My Anthem

Tuesday, April 07, 2009

In 12 hours' time, D-ecisions in 3 epic battles...

will be known. And changed and changing circumstances -- epitomised especialy by Najib Razak's ascension to the UMNO throne, and by default in more ways than wan, also becoming Malaysia's sixth Prime Minister, followed in swift and unbecoming fashion the release of 13 ISA detainees and return of the lamb Dr Mahathir Mohamad, to the UMNO shepherd's arms in hasty embrace! -- it's now on the shoulders of the electors who determine two state constituencies' WAKIL RAKYAT, and one PARLIAMENTARIAN's seat.

In gist, the VIPs are now casting their "V"otes, and YL aka Desi, prays the process of "CHANGE" epitomised (Yeah, somhow I like such BIG words this morn/moUrn!) by March 8,2008 will continue. I will buy endless rounds of tehtarik if you join the celebs at Temiang Korner in Furong where I'll be wit' a band of diehard supporters ( fow whom I will not for the life of my penyokong tell, but my belle rings for PR of which I can claim some expertiseeh?:)

BUKIT GANTANG (P59):

55,562 VOTERS:

Desi's prediction:

Datuk Seri Mohamad Nizar Jamaluddin (PAS) wins by about 5,000-vote majority.


BUKIT SELAMBAU (N25):


35,140 VOTERS:

Desi's prediction:

S. Manikkumar (PKR) wins by about 1,000-vote majority.


BATANG AI (N29):

8.,006 VOTERS:

Desi's prediction:

Either BN or PKR candidate wins -- BY A WHISKER, and I have a bot of whiskey at hand
for you bubblers in Sarawak who enjoy a glass or too by Tehtari'!

LET'S DANCE TONIGHT!
Puerh, my dearie?

Written problem a
Reproduce everything in the blog post on the three by-elections from "S. Manikkumar (PKR)" down to "LET'S DANCE TONIGHT!".

Coordinate labeling data:
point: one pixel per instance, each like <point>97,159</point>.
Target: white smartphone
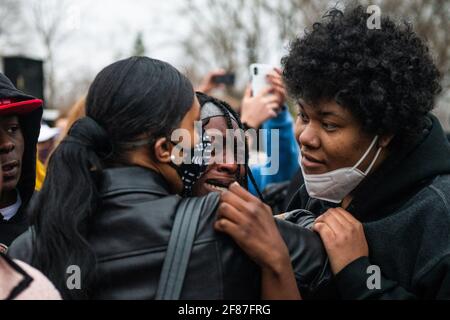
<point>258,75</point>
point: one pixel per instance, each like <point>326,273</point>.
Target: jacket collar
<point>134,178</point>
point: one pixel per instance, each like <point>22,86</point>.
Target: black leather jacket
<point>130,235</point>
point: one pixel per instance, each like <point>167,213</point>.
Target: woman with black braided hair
<point>111,204</point>
<point>374,160</point>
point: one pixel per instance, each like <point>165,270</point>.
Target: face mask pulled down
<point>334,185</point>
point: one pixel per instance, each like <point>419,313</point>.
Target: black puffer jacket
<point>131,232</point>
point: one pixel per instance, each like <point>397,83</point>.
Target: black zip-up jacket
<point>131,231</point>
<point>404,207</point>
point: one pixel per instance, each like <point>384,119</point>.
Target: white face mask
<point>334,185</point>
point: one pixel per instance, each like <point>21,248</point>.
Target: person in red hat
<point>20,117</point>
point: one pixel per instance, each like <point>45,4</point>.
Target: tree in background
<point>234,34</point>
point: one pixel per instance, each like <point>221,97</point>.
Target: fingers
<point>333,219</point>
<point>325,232</point>
<point>228,227</point>
<point>226,211</point>
<point>234,200</point>
<point>271,98</point>
<point>265,91</point>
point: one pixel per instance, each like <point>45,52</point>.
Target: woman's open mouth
<point>218,185</point>
<point>10,169</point>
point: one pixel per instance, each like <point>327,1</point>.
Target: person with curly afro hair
<point>375,163</point>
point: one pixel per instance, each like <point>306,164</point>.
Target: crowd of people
<point>144,213</point>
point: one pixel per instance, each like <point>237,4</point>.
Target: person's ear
<point>162,150</point>
<point>385,140</point>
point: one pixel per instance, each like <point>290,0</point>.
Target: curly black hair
<point>385,77</point>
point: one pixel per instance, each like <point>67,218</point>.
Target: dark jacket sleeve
<point>309,261</point>
<point>22,248</point>
<point>352,283</point>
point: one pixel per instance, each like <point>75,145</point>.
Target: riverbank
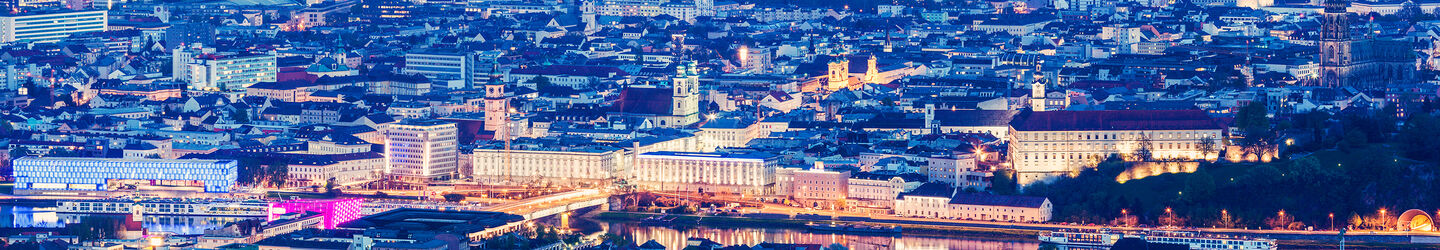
<point>930,229</point>
<point>801,223</point>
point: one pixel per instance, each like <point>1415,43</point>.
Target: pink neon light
<point>334,211</point>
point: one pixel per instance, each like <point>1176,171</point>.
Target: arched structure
<point>1416,220</point>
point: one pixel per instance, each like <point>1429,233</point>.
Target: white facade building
<point>589,164</point>
<point>748,174</point>
<point>49,26</point>
<point>421,151</point>
<point>1046,145</point>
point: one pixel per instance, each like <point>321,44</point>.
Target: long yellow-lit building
<point>1046,145</point>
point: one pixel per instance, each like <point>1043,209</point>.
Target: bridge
<point>543,206</point>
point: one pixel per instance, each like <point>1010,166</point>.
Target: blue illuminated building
<point>95,174</point>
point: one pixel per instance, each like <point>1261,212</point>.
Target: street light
<point>1332,220</point>
<point>1383,219</point>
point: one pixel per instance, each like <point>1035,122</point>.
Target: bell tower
<point>838,75</point>
<point>1335,43</point>
<point>686,94</point>
<point>497,105</point>
<point>1037,95</point>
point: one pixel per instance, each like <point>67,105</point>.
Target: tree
<point>1357,220</point>
<point>1226,220</point>
<point>94,227</point>
<point>454,197</point>
<point>1206,147</point>
<point>1417,137</point>
<point>6,130</point>
<point>1410,12</point>
<point>277,173</point>
<point>20,151</point>
<point>1144,148</point>
<point>1279,220</point>
<point>1354,140</point>
<point>241,115</point>
<point>1004,183</point>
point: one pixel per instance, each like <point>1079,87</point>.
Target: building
<point>818,187</point>
<point>452,68</point>
<point>729,132</point>
<point>206,69</point>
<point>385,10</point>
<point>431,229</point>
<point>732,173</point>
<point>49,26</point>
<point>939,201</point>
<point>497,108</point>
<point>340,168</point>
<point>575,76</point>
<point>879,190</point>
<point>1046,145</point>
<point>1360,62</point>
<point>97,176</point>
<point>581,164</point>
<point>421,151</point>
<point>674,107</point>
<point>331,211</point>
<point>684,10</point>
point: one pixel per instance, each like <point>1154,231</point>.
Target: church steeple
<point>1335,43</point>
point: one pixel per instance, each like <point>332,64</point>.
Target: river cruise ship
<point>166,207</point>
<point>1193,239</point>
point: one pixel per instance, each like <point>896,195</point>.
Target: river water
<point>15,216</point>
<point>750,236</point>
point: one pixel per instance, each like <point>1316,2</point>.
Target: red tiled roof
<point>1115,121</point>
<point>651,101</point>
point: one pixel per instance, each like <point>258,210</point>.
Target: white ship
<point>1193,239</point>
<point>166,207</point>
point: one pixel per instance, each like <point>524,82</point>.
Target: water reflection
<point>46,217</point>
<point>750,236</point>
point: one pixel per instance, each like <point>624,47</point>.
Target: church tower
<point>497,107</point>
<point>1335,43</point>
<point>838,76</point>
<point>871,69</point>
<point>1037,95</point>
<point>686,94</point>
<point>592,25</point>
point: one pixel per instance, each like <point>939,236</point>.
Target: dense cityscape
<point>735,124</point>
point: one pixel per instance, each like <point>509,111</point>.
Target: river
<point>19,216</point>
<point>750,236</point>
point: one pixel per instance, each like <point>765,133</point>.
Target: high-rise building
<point>51,25</point>
<point>421,150</point>
<point>450,69</point>
<point>209,69</point>
<point>385,10</point>
<point>497,108</point>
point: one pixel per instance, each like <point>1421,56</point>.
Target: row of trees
<point>1354,165</point>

Written problem b
Rewrite the entries from the line containing "point: one pixel per instance, each like <point>1421,56</point>." down to the end of the entries, with "row of trees" changed to "line of trees" and nothing else altered.

Exercise output a
S. Manikkumar (PKR) wins by about 1,000-vote majority.


BATANG AI (N29):

8.,006 VOTERS:

Desi's prediction:

Either BN or PKR candidate wins -- BY A WHISKER, and I have a bot of whiskey at hand
for you bubblers in Sarawak who enjoy a glass or too by Tehtari'!

LET'S DANCE TONIGHT!

Exercise output b
point: one pixel per instance, each like <point>1421,56</point>.
Target: line of trees
<point>1354,165</point>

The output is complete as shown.